__DIRECTIONS FOR THIS TASK__
Repeat the material below verbatim, beginning at the line that contains "glass in the photo below." and stopping after the line that contains "book in the photo above.", with both of those lines included. Leave the pictures out of your answer.

Excerpts of pointing data
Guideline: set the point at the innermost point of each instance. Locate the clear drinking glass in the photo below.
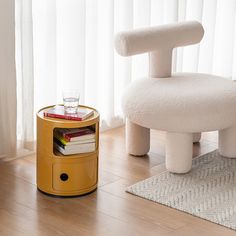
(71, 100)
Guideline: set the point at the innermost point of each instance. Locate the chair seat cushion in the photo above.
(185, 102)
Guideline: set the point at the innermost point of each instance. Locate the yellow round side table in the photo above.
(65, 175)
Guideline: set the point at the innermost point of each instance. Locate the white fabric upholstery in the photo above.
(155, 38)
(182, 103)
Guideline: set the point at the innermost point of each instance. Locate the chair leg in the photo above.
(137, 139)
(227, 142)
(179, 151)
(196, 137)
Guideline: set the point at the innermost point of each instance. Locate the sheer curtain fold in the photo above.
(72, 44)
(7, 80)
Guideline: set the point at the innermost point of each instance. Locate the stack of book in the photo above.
==
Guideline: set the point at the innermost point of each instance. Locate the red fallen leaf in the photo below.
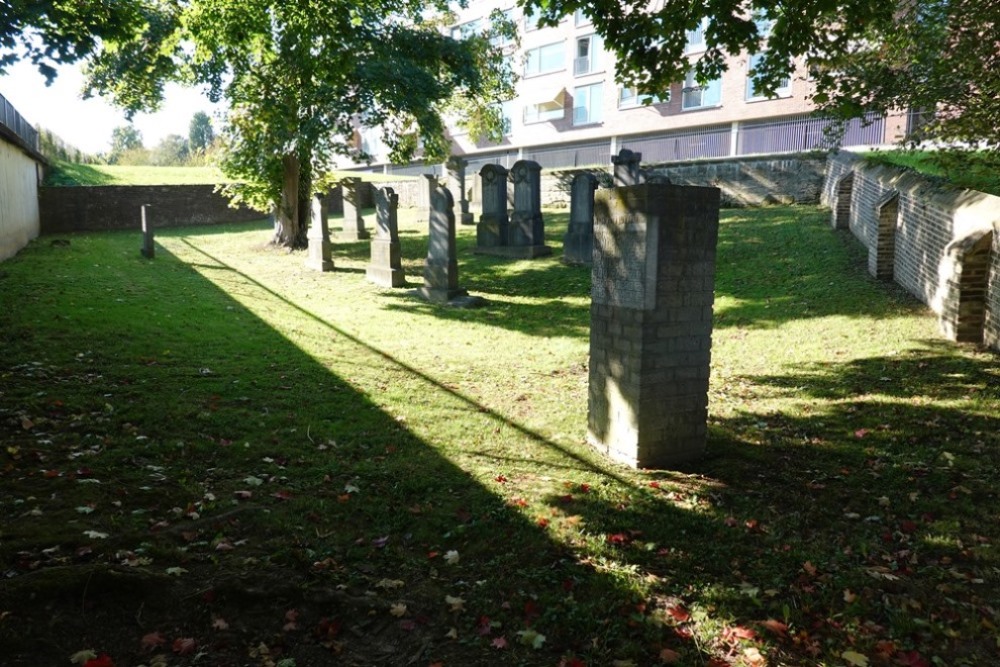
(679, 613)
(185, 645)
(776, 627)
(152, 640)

__CORRECT ANSWER__
Guideline: set the point at the innermost point of each instance. Locate the clear drinking glass in the photo below.
(71, 100)
Guideline: set the point at the innermost point of each instance. Locate the chair seat cushion in the photo above.
(185, 102)
Guideline: set the point at the innermost point of each instance. Locate the yellow round side table in the photo above.
(65, 175)
Guideline: set the point at the innermost point of each instance. Locate the white fabric upholstery in the photo above.
(155, 38)
(182, 103)
Guideline: set the point at the innermost point of each instance. Locate the chair leg in the photo above.
(137, 139)
(227, 142)
(179, 151)
(196, 137)
Guideline: set the point at the innermost point of each instance. Locate the sheer curtain fold in the photo above.
(72, 44)
(7, 80)
Guideline: set the point at the innermost point of each instance. Locate the stack of book in the photo above.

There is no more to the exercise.